▸ **Prompt**:
Please give the material below as a Markdown table with two columns, "Row" for the row number and "Line" for the line itself, leaving out any blank lines.

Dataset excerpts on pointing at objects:
#####

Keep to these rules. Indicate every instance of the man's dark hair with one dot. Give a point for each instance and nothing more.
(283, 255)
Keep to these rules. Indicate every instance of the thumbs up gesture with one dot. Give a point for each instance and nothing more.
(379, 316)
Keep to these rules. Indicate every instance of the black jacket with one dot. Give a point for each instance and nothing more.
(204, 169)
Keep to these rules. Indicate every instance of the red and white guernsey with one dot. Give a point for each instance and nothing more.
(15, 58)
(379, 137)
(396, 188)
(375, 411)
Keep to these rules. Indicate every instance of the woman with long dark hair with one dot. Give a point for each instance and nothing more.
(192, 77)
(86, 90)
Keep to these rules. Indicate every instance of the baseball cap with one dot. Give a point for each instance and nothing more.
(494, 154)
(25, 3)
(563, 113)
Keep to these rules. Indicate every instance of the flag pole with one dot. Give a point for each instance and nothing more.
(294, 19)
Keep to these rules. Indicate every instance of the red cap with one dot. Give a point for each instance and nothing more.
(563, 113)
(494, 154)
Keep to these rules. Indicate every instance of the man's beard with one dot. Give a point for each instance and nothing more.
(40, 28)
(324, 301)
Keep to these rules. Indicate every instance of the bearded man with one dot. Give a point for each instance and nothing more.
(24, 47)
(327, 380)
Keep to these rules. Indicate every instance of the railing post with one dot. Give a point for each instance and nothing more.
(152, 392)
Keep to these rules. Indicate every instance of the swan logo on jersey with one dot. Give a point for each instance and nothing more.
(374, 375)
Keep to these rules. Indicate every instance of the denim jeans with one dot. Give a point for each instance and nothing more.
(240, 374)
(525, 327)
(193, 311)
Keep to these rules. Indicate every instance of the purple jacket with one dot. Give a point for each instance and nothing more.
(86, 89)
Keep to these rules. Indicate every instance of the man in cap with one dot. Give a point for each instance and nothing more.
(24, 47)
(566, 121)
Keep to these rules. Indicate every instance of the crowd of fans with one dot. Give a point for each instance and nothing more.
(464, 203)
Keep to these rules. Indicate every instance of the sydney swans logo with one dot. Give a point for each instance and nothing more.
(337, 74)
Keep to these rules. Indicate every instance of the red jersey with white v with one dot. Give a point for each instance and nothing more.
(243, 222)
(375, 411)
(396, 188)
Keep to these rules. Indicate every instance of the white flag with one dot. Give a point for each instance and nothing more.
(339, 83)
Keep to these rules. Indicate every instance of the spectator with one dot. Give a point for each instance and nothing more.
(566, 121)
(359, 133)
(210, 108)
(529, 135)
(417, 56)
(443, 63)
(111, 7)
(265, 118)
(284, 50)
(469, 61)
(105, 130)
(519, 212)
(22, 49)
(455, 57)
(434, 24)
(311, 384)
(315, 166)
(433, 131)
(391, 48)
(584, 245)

#####

▸ **Result**:
| Row | Line |
|---|---|
| 1 | Keep to these rules. Indicate every instance of the man's dark hair with one dot. Give a point for each instance and nothing more. |
| 2 | (283, 255) |
| 3 | Keep to these rules. Indicate every instance of the thumbs up gesture with one dot. Give a point for each instance and nothing more. |
| 4 | (379, 316) |
| 5 | Keep to these rules. Indicate every instance of the black jacket with one dot. Give a point for each instance and nothing more. |
| 6 | (204, 169) |
| 7 | Keep to these rules. Indicate every instance of the red and white guernsey with one dot. Give a point for each instance and nothing more. |
| 8 | (15, 58) |
| 9 | (379, 137) |
| 10 | (396, 188) |
| 11 | (375, 411) |
| 12 | Keep to these rules. Indicate every instance of the woman with long dark hair with one dot. Give a point for each instance and nothing more. |
| 13 | (192, 77) |
| 14 | (86, 90) |
| 15 | Keep to these rules. Indicate every instance of the baseball cap with one dot. Give a point for each instance and nothing more. |
| 16 | (494, 154) |
| 17 | (25, 3) |
| 18 | (563, 113) |
| 19 | Keep to these rules. Indicate every instance of the flag pole with one dot. Give a point for each instance and nothing more. |
| 20 | (294, 19) |
| 21 | Keep to these rules. Indicate every instance of the red cap with one dot. Give a point for each instance and nothing more. |
| 22 | (563, 113) |
| 23 | (494, 154) |
| 24 | Keep to these rules. Indicate every instance of the man's beard with one dot. Give a point for each instance and nothing more. |
| 25 | (40, 28) |
| 26 | (324, 301) |
| 27 | Keep to these rules. Indicate every instance of the bearded man with one dot. Give a point for each instance and nothing more. |
| 28 | (24, 47) |
| 29 | (327, 380) |
| 30 | Keep to these rules. Indicate every instance of the railing post with one dot. Give a point for each instance and nothing more. |
| 31 | (152, 392) |
| 32 | Keep to these rules. Indicate every instance of the swan logo on jersey with one dot. Give a point for each instance and nothing more. |
| 33 | (374, 375) |
| 34 | Keep to these rules. Indicate every instance of the denim jeans with one dot. Give a point for each instance and nothing more. |
| 35 | (240, 374) |
| 36 | (525, 327) |
| 37 | (193, 311) |
| 38 | Keep to these rules. Indicate every instance of the purple jacket with one dot. Give a point for each instance and nothing more. |
| 39 | (86, 89) |
| 40 | Keep to these rules. Indicate every instance of the man in cap with one dot. Give a point for each instance and nothing more. |
| 41 | (24, 47) |
| 42 | (566, 121) |
| 43 | Keep to these rules. Indicate every instance of the crowd of fans with one dot. Give a point for each instance and nothing more. |
| 44 | (464, 203) |
| 45 | Keep to these rules. Indicate every instance of the sydney swans logo with one dot. Give a point for each instance and nothing more. |
| 46 | (337, 74) |
| 47 | Keep to these rules. Indicate every instance of the red jersey with white v with one dot. Give a point for each instance and nothing more. |
| 48 | (243, 222) |
| 49 | (375, 411) |
| 50 | (396, 188) |
| 51 | Keep to these rules. Indicate every instance of the white flag with one dot. Give a point for each instance and nothing more. |
| 52 | (339, 83) |
| 53 | Keep to these rules. Indicate every instance of the spectator with one dot. Give a point for each instance and nothing more. |
| 54 | (566, 121) |
| 55 | (359, 133) |
| 56 | (210, 108) |
| 57 | (529, 135) |
| 58 | (417, 56) |
| 59 | (443, 63) |
| 60 | (111, 7) |
| 61 | (265, 118) |
| 62 | (284, 50) |
| 63 | (469, 61) |
| 64 | (105, 130) |
| 65 | (519, 212) |
| 66 | (22, 49) |
| 67 | (455, 57) |
| 68 | (434, 24) |
| 69 | (311, 384) |
| 70 | (315, 166) |
| 71 | (433, 131) |
| 72 | (391, 48) |
| 73 | (584, 245) |